Using the listing below, work out how many lines carry the word "doorway", and state nothing but that number.

□ □ □ □ □ □ □

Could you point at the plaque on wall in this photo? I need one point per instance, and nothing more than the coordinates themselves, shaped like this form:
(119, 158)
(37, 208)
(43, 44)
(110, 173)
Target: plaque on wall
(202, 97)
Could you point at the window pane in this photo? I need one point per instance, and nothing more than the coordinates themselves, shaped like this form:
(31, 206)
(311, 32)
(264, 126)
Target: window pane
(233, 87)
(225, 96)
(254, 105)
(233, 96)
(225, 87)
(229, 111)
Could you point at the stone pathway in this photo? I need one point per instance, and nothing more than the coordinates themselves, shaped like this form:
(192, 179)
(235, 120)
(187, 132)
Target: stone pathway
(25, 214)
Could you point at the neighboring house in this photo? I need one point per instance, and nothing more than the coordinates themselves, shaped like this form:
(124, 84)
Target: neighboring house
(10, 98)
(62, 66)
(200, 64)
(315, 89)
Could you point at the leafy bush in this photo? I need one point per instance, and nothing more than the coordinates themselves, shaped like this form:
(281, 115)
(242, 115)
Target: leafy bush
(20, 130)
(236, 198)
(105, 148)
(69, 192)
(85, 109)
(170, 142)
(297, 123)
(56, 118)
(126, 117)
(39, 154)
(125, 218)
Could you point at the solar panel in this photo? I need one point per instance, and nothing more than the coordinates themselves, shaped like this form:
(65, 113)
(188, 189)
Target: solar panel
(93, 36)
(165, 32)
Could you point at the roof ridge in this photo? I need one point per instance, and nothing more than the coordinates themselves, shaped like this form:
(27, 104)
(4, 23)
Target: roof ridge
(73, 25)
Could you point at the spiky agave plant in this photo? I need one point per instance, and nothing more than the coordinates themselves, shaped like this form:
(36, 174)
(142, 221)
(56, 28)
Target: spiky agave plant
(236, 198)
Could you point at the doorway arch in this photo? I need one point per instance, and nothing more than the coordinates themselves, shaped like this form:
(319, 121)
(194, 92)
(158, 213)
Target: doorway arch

□ □ □ □ □ □ □

*Problem solution*. 2